→ **What the exercise asks**:
Find each line of the material below that contains the word "negative", and copy those lines in full.

→ **Records shown**:

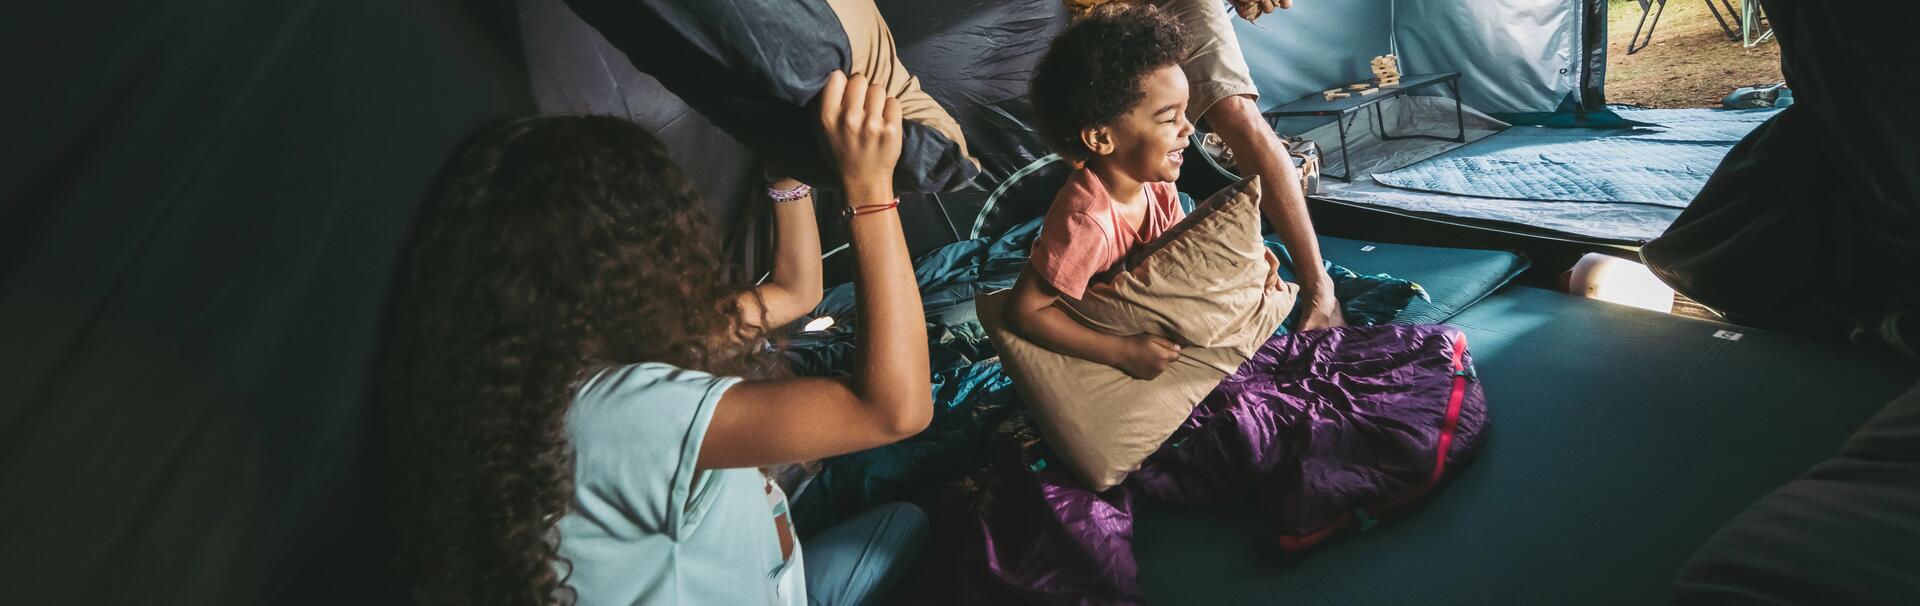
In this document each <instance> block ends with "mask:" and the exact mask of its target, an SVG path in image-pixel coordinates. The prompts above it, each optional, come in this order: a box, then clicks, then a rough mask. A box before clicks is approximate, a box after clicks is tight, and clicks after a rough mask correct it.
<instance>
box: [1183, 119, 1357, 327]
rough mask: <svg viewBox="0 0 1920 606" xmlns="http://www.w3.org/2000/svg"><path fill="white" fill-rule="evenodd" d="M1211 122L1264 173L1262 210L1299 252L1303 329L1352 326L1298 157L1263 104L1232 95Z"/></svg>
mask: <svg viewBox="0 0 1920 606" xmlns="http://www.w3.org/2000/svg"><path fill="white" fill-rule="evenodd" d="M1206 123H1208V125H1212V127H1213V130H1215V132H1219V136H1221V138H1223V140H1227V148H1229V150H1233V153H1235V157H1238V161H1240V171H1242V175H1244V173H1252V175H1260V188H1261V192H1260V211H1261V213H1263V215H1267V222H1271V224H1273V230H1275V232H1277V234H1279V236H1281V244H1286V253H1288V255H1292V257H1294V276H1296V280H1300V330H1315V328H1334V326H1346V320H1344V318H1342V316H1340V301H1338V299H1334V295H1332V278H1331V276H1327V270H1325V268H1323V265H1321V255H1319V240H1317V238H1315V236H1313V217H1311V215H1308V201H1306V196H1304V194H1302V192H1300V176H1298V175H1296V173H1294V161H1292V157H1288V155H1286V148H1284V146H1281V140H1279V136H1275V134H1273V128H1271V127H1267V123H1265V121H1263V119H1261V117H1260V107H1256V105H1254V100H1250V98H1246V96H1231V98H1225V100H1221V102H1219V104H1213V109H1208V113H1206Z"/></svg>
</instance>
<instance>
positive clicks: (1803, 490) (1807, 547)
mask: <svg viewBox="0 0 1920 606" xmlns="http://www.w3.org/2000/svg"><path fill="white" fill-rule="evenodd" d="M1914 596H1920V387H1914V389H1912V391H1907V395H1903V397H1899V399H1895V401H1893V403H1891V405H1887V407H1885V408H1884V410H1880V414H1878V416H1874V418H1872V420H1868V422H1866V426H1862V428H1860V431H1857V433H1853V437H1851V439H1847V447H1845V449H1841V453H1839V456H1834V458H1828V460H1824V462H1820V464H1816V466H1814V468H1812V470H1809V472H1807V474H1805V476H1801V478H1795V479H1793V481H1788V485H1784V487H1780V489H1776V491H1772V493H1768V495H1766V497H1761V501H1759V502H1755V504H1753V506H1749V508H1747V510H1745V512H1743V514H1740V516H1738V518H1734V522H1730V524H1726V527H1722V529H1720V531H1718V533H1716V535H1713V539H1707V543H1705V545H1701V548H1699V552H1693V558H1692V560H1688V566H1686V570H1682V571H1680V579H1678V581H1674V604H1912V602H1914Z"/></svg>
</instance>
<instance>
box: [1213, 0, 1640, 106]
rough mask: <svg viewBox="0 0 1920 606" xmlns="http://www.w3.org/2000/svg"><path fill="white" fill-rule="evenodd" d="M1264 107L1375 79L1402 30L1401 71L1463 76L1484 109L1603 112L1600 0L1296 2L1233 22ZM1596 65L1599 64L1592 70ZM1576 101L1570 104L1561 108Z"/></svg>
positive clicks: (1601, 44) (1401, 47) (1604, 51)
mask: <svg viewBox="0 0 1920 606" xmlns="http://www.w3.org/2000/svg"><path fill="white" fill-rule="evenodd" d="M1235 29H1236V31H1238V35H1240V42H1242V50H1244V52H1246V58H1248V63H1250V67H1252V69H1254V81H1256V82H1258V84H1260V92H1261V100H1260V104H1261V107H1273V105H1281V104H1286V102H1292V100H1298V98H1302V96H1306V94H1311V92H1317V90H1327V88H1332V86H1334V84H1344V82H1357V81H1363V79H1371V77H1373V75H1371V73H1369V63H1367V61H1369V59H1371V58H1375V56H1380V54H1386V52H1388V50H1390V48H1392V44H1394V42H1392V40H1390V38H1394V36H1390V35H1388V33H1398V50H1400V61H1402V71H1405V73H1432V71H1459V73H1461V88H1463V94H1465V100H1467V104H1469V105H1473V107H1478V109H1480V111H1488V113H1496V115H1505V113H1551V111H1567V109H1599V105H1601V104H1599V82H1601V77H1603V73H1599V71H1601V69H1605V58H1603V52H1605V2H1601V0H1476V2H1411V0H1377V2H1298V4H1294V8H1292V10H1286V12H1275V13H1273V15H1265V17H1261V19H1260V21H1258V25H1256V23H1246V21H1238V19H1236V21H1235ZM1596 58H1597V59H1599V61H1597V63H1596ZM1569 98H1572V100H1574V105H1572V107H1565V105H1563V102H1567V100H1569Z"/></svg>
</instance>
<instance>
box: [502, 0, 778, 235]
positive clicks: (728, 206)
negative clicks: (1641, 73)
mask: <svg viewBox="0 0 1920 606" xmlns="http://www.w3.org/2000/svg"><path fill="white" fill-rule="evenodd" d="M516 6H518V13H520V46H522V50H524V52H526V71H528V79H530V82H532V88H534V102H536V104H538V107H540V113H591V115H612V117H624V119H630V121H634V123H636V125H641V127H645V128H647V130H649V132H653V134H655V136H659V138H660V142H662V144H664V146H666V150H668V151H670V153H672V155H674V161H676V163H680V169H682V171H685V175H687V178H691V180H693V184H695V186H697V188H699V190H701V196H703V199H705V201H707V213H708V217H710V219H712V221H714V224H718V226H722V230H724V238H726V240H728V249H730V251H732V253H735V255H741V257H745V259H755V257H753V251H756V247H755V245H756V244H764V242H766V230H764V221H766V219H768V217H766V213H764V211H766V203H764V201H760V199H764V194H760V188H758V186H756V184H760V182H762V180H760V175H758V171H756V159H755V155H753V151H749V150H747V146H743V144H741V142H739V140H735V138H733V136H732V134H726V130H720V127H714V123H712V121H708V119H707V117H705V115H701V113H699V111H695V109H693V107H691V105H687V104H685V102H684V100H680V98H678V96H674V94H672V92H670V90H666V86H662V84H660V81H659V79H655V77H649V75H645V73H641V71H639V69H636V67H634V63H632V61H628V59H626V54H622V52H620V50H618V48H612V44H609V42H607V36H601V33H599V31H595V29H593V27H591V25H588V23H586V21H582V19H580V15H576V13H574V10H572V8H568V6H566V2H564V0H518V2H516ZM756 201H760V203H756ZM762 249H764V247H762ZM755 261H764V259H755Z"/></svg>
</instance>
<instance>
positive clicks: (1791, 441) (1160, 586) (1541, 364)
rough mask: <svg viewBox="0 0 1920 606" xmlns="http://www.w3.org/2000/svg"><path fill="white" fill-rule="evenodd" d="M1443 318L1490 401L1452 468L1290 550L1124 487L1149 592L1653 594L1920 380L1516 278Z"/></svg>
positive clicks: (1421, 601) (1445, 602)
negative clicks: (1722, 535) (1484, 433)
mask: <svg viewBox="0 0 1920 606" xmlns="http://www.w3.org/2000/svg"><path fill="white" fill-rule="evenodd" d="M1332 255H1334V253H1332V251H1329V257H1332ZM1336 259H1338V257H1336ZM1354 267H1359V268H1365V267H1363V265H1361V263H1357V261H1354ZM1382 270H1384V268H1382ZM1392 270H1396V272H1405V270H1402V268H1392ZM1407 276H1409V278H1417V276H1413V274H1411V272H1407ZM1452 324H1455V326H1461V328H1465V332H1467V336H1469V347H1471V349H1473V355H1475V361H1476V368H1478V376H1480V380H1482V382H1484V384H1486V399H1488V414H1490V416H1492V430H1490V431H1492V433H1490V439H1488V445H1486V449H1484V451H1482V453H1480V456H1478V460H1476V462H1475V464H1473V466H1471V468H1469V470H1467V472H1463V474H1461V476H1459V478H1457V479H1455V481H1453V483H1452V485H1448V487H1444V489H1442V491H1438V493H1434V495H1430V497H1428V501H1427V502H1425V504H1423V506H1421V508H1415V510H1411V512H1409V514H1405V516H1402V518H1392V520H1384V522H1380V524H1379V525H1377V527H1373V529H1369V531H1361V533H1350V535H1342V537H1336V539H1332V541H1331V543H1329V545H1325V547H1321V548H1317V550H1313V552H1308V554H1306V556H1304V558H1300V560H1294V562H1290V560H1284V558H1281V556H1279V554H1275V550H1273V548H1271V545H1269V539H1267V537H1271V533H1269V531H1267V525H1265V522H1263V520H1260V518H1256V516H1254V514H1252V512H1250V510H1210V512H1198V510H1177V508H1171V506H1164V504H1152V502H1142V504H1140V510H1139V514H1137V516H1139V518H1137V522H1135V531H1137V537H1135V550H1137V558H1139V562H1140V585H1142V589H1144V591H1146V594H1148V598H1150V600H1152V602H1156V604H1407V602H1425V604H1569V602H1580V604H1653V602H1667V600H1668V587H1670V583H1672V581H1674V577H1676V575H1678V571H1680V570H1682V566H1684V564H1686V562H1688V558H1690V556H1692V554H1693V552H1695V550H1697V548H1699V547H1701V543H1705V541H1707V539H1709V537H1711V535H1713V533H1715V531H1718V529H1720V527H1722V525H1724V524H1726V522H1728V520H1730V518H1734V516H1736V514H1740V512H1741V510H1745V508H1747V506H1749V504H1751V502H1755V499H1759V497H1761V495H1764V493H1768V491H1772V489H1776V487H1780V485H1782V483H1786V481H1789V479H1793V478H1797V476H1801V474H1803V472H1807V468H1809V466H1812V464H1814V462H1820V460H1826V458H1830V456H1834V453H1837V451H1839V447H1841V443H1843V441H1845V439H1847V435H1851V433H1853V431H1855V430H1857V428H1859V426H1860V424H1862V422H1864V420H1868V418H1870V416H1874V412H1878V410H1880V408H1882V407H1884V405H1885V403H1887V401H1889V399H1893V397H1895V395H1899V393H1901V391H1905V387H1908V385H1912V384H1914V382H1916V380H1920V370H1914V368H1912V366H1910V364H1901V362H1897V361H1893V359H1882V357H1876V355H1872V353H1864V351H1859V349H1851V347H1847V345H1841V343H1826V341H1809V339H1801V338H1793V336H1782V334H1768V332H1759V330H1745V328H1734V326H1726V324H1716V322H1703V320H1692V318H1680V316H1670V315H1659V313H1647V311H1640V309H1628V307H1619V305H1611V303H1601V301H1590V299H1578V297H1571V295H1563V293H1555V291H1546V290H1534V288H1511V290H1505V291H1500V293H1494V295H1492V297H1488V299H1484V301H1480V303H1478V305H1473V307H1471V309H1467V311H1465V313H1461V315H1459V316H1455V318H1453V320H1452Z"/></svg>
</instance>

→ **Reply to the task**:
negative clicks: (1641, 73)
negative clicks: (1722, 535) (1484, 433)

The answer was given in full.